▶ **Required work**
Without changing a word, copy every line of the listing below and leave out the images.

▶ **Records to use**

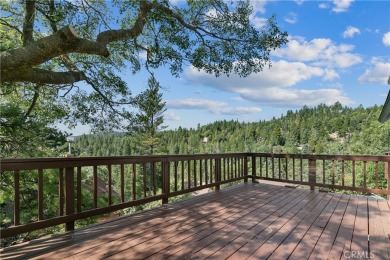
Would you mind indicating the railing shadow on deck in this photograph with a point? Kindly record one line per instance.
(89, 186)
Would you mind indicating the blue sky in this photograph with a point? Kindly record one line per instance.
(337, 51)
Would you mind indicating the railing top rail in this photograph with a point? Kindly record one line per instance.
(64, 162)
(383, 158)
(49, 163)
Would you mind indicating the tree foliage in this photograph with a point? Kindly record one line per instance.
(323, 130)
(148, 122)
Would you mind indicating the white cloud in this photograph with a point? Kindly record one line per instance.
(297, 98)
(330, 75)
(319, 51)
(323, 5)
(281, 74)
(341, 5)
(258, 22)
(271, 86)
(291, 18)
(258, 9)
(386, 39)
(378, 73)
(212, 106)
(171, 116)
(350, 32)
(194, 103)
(236, 111)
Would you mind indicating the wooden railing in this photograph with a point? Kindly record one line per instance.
(365, 173)
(89, 186)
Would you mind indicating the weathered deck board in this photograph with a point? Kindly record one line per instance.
(255, 221)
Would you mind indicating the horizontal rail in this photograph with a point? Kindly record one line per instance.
(86, 187)
(360, 173)
(90, 186)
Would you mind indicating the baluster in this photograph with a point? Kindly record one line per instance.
(95, 187)
(122, 183)
(61, 191)
(79, 189)
(17, 198)
(40, 194)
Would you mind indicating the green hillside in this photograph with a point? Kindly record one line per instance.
(323, 130)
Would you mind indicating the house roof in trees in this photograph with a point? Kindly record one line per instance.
(385, 114)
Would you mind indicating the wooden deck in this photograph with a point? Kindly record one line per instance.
(254, 221)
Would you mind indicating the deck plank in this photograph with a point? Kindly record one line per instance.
(328, 234)
(255, 221)
(306, 233)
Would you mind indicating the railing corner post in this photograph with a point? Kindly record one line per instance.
(69, 196)
(312, 173)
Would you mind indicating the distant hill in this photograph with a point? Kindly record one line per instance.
(322, 129)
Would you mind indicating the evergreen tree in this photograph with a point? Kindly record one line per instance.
(148, 122)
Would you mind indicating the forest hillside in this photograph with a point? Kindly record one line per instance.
(322, 129)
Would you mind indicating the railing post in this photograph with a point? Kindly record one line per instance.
(312, 173)
(217, 172)
(253, 167)
(387, 175)
(245, 168)
(166, 182)
(69, 196)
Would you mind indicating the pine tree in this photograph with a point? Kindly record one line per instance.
(148, 122)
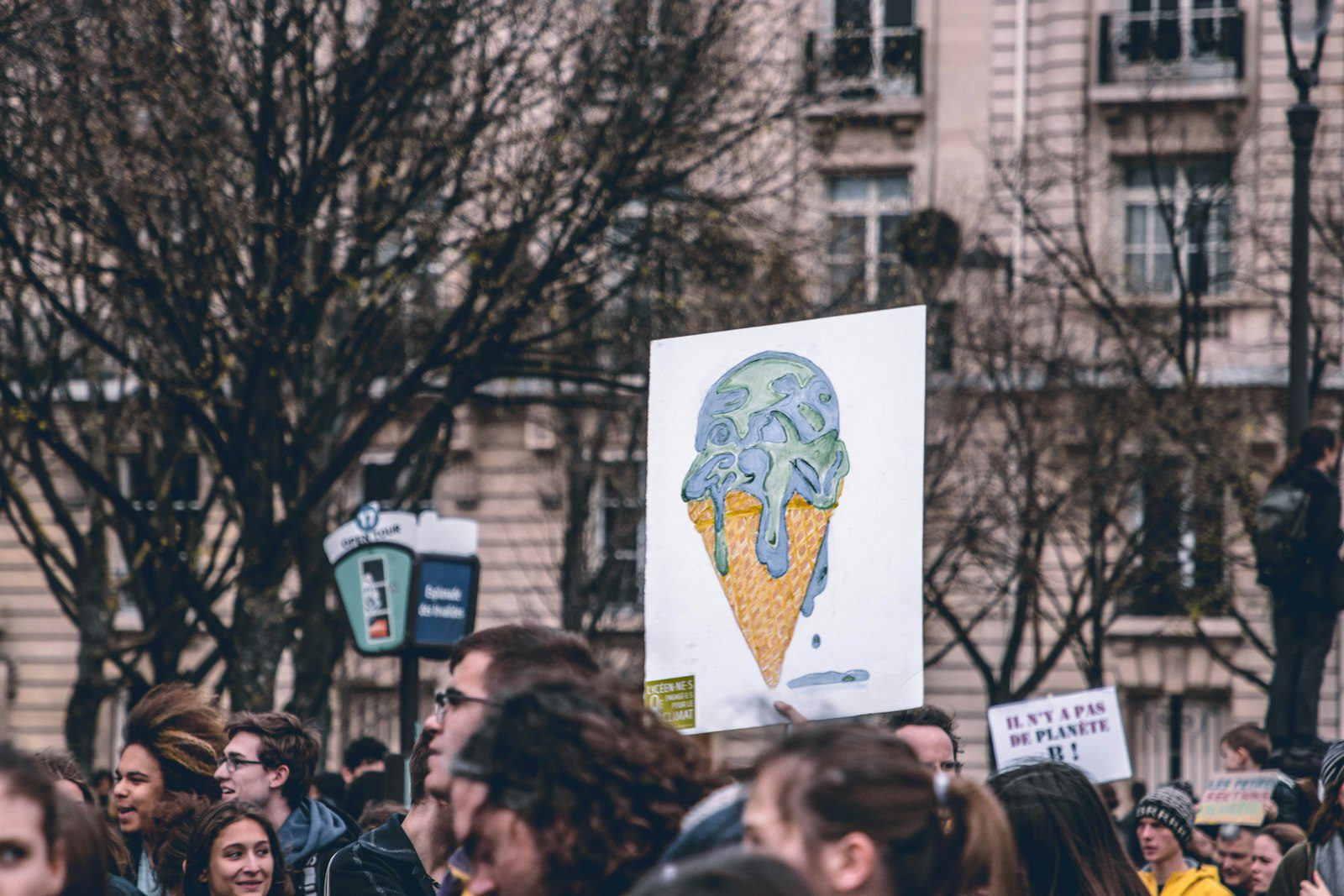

▶ **Task output**
Would you mind indicating the railing shadow on deck in this photograph with a point? Kindly record one line per instance.
(89, 186)
Would you mind indicating the blue sky in this photograph with a point? Kindly record one line per instance.
(337, 51)
Would you mind indicating the railing top rail in this photograph with a point? Kindly record one line per instance.
(64, 162)
(383, 158)
(49, 163)
Would you mind indicating the tree foliage in this photograph with a point? Kindly record one line per instance.
(323, 130)
(148, 122)
Would you mind indicating the white cloud in this photograph with a point? Kindly record one line per instance.
(297, 98)
(330, 75)
(319, 51)
(323, 5)
(281, 74)
(341, 5)
(258, 22)
(271, 86)
(291, 18)
(258, 9)
(386, 39)
(378, 73)
(212, 106)
(171, 116)
(350, 32)
(194, 103)
(236, 111)
Would you mind indicating the wooden railing in this photograph with a point? Kindly record one line per instance.
(365, 173)
(89, 186)
Would you mind indicating the weathered deck board in this photograph with a point? Kindly record one line per instance.
(255, 221)
Would you mind indicating the horizontal rail in this photograph with a point? Kindly record one line per instance.
(86, 187)
(360, 173)
(90, 186)
Would you mind indicating the baluster in this photograph with a point? Kindly record one line per instance.
(95, 187)
(122, 183)
(61, 191)
(79, 189)
(17, 198)
(40, 194)
Would you mind indicating the green hillside in this photograph with a point? Kindly record one line per instance.
(323, 130)
Would you mind indicating the house roof in trees in this photograph with a point? Kindly record one line per instance.
(385, 114)
Would you mind indicating the wooden deck in this photograph with a point? Kindly record one line per instance.
(254, 221)
Would you mind indicating the deck plank in this photograph with a point? Kindly record one line per instance.
(328, 234)
(255, 221)
(306, 233)
Would you mind indicating the railing corner post in this photograph with a point? Kindly record one line per instance.
(69, 196)
(312, 173)
Would you mind indicating the distant hill in this photograph with a point? Kindly record one line per instance.
(322, 129)
Would you mind indicating the evergreen tree in this photograph with a point? Kindly record one line per instance.
(148, 122)
Would you mind indicating the forest hillside in this photograph with a point? Kindly record one line per instance.
(322, 129)
Would you mind indicating the railing post in this photograph with a point? Kindly record one line per instance.
(312, 173)
(217, 172)
(253, 167)
(387, 175)
(245, 168)
(166, 182)
(69, 196)
Would you mind indicating the pine tree in this photograph with a point? Kindly record one line per instance.
(148, 122)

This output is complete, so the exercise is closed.